OBJECTIVE: Reproduce, word for word, the stretch of the records below from the line containing "of the grey" through the line containing "x=386 y=324".

Collected data:
________

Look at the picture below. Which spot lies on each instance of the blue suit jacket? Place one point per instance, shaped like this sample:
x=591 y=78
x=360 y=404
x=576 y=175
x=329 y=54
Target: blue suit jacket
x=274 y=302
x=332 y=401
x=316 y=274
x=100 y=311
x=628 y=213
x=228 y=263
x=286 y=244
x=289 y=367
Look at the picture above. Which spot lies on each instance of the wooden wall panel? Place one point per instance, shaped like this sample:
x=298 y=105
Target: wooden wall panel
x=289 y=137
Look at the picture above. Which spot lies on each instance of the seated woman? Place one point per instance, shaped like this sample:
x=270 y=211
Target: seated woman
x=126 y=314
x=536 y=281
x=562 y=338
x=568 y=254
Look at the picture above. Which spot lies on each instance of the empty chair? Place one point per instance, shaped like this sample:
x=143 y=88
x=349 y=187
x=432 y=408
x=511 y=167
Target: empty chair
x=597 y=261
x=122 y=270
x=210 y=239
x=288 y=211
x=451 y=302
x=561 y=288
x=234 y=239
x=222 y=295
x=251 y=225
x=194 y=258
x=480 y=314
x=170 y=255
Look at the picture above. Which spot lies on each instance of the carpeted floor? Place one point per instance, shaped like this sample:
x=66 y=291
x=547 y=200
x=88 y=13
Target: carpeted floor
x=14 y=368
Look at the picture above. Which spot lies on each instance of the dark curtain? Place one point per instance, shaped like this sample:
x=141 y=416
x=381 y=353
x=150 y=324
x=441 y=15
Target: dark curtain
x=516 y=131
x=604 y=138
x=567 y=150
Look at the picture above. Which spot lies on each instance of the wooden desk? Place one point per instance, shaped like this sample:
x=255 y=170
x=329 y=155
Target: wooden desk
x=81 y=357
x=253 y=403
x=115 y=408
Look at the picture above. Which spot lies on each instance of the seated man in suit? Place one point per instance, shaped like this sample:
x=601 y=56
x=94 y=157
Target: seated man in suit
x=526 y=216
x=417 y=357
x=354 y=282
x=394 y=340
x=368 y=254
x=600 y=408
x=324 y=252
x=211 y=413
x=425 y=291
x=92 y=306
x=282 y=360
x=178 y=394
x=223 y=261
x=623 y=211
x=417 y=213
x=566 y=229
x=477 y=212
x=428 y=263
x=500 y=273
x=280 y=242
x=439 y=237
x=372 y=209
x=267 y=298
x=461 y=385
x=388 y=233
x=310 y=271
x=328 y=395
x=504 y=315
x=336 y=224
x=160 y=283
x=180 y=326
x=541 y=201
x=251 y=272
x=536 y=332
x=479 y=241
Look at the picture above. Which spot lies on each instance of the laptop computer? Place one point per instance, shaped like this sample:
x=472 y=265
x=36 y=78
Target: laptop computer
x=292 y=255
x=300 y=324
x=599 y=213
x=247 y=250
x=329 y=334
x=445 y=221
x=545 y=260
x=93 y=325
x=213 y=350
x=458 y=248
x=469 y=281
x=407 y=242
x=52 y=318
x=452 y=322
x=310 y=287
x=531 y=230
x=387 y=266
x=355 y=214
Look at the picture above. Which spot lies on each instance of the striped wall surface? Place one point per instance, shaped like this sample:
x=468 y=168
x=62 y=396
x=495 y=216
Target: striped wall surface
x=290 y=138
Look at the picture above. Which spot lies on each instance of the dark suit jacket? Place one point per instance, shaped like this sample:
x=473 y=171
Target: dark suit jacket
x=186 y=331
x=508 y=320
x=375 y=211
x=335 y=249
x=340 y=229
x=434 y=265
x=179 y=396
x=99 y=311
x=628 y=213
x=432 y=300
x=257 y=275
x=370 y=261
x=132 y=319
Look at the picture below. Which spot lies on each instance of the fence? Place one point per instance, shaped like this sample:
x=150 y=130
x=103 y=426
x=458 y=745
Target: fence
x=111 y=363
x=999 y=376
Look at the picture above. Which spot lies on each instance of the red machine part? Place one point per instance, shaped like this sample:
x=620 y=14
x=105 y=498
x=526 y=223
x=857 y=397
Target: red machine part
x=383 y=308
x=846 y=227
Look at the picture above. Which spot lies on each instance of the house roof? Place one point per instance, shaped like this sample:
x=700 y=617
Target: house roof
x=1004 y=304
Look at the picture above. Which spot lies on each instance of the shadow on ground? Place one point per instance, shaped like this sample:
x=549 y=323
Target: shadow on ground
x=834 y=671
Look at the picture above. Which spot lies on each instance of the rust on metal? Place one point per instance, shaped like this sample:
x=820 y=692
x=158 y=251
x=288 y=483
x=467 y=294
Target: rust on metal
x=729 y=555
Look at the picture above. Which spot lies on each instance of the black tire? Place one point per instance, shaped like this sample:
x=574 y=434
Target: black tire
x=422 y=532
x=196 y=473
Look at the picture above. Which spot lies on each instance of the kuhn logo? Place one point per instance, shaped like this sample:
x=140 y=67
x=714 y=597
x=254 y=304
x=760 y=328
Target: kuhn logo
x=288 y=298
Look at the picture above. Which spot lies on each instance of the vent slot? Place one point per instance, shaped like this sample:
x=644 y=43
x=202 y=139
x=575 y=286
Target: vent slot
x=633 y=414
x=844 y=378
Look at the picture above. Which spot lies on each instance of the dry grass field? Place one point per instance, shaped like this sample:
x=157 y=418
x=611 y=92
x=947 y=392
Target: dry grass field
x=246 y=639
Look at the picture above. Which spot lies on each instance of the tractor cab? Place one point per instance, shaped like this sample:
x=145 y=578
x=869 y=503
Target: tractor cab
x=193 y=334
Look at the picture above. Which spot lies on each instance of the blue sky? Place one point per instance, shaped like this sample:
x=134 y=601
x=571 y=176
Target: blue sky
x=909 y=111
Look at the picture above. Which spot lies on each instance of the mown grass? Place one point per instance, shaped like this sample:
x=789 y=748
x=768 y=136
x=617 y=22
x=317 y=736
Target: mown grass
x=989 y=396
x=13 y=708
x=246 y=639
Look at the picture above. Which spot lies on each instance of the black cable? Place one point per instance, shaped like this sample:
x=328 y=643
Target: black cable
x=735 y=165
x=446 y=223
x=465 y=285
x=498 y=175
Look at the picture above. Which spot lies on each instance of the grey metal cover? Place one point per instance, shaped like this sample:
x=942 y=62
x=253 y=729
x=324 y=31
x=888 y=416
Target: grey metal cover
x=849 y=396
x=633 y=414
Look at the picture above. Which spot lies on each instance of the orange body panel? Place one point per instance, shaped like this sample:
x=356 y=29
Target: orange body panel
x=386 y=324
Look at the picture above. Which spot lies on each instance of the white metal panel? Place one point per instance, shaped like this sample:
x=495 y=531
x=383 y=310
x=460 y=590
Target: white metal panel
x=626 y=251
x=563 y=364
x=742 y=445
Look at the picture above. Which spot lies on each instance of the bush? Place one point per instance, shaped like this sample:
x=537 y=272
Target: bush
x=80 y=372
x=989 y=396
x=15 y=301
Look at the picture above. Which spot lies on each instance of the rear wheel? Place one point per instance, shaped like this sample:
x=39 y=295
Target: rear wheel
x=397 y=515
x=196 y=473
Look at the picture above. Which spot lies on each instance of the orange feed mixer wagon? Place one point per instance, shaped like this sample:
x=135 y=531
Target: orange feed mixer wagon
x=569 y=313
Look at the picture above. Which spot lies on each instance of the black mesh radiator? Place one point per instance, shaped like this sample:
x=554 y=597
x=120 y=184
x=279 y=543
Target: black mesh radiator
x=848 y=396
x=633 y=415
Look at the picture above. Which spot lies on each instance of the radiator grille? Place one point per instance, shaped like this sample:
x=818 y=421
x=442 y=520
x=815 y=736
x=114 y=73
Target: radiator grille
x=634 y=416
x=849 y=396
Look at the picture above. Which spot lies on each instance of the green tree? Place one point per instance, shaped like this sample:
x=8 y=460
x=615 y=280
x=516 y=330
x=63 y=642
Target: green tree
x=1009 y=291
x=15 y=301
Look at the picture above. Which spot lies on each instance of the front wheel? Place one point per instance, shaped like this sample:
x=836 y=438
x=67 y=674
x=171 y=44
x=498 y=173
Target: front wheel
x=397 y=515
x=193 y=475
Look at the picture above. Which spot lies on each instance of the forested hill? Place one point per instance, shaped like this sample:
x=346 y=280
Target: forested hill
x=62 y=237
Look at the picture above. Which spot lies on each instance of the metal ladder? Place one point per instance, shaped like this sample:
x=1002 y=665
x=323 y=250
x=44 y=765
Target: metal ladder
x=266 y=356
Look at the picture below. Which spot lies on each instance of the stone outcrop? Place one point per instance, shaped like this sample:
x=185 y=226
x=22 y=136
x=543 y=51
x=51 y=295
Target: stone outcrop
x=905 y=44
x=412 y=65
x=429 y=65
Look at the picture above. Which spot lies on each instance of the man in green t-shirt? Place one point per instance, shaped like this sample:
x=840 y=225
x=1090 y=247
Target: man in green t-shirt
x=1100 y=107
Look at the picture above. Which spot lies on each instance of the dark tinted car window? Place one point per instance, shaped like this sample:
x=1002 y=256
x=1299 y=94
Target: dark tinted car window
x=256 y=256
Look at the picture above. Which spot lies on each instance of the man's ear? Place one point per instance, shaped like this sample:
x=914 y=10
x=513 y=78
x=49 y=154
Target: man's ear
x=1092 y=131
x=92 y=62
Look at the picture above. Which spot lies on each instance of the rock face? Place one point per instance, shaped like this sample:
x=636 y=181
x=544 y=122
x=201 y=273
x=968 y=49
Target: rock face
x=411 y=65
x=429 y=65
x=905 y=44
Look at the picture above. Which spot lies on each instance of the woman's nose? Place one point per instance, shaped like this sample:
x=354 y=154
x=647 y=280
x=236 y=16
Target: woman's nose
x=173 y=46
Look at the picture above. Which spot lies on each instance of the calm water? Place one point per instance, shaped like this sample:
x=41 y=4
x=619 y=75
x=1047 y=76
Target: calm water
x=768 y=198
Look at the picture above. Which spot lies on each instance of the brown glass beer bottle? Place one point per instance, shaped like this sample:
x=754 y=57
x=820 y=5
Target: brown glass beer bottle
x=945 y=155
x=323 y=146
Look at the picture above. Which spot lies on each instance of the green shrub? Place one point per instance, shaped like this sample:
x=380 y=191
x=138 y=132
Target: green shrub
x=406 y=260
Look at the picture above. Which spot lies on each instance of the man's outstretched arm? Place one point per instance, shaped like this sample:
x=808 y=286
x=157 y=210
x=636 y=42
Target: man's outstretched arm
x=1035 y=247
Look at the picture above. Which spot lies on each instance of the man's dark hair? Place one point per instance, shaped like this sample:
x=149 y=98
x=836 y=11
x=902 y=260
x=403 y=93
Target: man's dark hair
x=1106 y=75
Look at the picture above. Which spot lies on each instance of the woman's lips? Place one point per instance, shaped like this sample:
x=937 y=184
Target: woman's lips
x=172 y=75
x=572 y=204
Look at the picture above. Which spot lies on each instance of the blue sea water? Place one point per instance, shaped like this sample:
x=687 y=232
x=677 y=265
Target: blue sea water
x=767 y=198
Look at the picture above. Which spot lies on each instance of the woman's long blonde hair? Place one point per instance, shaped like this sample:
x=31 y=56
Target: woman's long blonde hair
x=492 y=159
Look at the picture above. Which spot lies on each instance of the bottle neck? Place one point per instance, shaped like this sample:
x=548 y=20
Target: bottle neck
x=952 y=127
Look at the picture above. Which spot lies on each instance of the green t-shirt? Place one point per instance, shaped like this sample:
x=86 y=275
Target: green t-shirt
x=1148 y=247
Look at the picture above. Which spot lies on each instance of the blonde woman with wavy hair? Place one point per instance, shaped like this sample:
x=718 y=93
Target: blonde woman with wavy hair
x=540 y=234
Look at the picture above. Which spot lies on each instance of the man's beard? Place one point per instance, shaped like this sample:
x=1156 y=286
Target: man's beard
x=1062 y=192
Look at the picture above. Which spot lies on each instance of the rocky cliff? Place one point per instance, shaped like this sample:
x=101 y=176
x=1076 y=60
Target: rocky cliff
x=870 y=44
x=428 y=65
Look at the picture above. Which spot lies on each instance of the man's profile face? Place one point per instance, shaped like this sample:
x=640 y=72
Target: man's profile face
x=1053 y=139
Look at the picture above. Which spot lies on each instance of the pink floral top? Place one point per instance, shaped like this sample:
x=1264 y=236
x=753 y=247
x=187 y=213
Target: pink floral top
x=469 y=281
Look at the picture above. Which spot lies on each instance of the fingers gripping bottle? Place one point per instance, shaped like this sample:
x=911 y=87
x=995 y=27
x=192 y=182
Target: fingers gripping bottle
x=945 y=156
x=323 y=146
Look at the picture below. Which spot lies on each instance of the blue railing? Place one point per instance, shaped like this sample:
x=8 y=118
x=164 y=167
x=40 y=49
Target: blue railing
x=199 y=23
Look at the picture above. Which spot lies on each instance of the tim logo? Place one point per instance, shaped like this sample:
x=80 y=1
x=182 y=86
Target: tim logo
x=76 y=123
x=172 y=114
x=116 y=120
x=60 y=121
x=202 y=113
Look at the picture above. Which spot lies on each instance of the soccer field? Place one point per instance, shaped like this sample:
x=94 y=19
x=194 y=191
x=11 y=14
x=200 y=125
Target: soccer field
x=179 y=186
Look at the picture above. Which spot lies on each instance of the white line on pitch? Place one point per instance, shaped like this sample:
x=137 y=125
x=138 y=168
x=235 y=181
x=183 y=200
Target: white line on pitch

________

WRITTEN SOLUTION:
Look at the picture above. Which spot lies on each instance of the grey metal cover? Place one point per instance, shaped like this sample:
x=942 y=62
x=253 y=729
x=324 y=31
x=888 y=416
Target: grey metal cover
x=849 y=396
x=633 y=414
Look at the picture above. Which spot lies on each instance of the orange body panel? Place one point per instance, shaped like this sample:
x=356 y=29
Target: orange body panel
x=386 y=324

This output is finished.